● TO DO:
a) Answer these questions from the climate change health ethics principles:
(i) Under "Least harm," how should feasible alternatives that are less adverse to human health be treated?
(ii) Under "Risk-benefit analysis and burden identification," how and when must the implications of initiatives be identified?
(iii) Under "Solidarity, duty of rescue, justice, and reciprocity," which people are named in particular?
b) Continue the climate change health ethics principles from where they end.

Box 2. Proposed Set of Health Ethics Principles to Guide Decision-Making in Relation to Climate Change

1. Stewardship and responsibility

Authorities, financiers, the private sector, and society have a responsibility to protect and develop limited resources, and to ensure ecological integrity and human well-being. Initiatives should be implemented in a manner that most enhances human health, and the physical and social environment.

2. Respect for persons

Authorities, financiers, the private sector, and society have a duty to act responsibly and prudently towards each other, and towards future generations in relation to resources and in respect of initiatives that could impact on climate change and human health.

3. Non-maleficence

Authorities, financiers, the private sector, and society have a moral obligation not to harm, facilitate harm, or be complicit in the harm of others in relation to initiatives that could have an impact on climate change and human health.

4. Risk-benefit analysis and burden identification

The implications of initiatives that have an impact on climate change and human health must be timeously identified, preferably prospectively.

5. Reasonableness and relevance

The rationale that underpins initiatives which impact, or could impact, climate change and human health must appeal to relevant evidence, values, and principles.

6. Collaboration

Authorities, the private sector, the international community, and local communities should engage in collaborations to mitigate against the potential impact of climate change and adverse human health outcomes associated therewith.

7. Least harm

If an existing or proposed project or policy that impacts, or could impact, climate change can be realised by feasible alternatives that are less adverse to human health, these alternatives ought to be pursued as a first resort.

8. Solidarity, duty of rescue, justice, and reciprocity

Humans have a moral responsibility to ensure the common welfare of humankind, particularly the poor and marginalised, who are experiencing or could experience detrimental health outcomes related to climate change. This necessitates providing aid and support to these individuals.

9. Transparency, publicity, and engagement

The rationales and potential health implications of existing or proposed initiatives that have an impact on, or could have an impact on, climate change and human health must be publically disclosed and accessible to affected stakeholders through meaningful engagement processes.

Stored data entries
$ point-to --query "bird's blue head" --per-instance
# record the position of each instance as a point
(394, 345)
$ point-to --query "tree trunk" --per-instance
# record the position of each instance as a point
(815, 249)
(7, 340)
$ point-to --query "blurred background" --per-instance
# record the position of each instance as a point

● RESPONSES BY ITEM NUMBER:
a)
(i) They ought to be pursued as a first resort.
(ii) They must be identified timeously, preferably prospectively.
(iii) The poor and marginalised.

b)
10. Accountability, Appeal, and enforcement

Stakeholders who are being, or who stand to be, affected by initiatives that are impacting, or could impact, climate change and human health, must be given a fair opportunity to appeal against such initiatives, and to have their appeal upheld.

Key references: [39][48].

Conclusion

Climate change represents this century's most dire environmental, food security, and public health challenge. If we are serious about negotiating a meaningful global treaty to govern climate change, the WHO, health ministers, and ethics considerations need to be at the centre of climate change policies and treaty negotiations, not at the periphery.

Abbreviations

COP 17

17th Conference of the Parties to the United Nations Convention on Climate Change

GHG

greenhouse gas

UNFCCC

UN Framework Convention on Climate Change

WHO

World Health Organization

Footnotes

The author has declared that no competing interests exist.

This work was supported by an award from the National Research Foundation of South Africa. The author is also supported by the Centre for the AIDS Programme of Research in South Africa (CAPRISA), Durban, South Africa, which forms part of the Comprehensive International Program on AIDS, funded by the US National Institute of Allergy and Infectious Diseases. The author is also supported by the Bill & Melinda Gates Foundation through the Sandra Rothman Centre, Toronto, Canada. The funders had no role in study design, data collection and analysis, decision to publish, or preparation of the manuscript.

Provenance: Not commissioned; externally peer reviewed.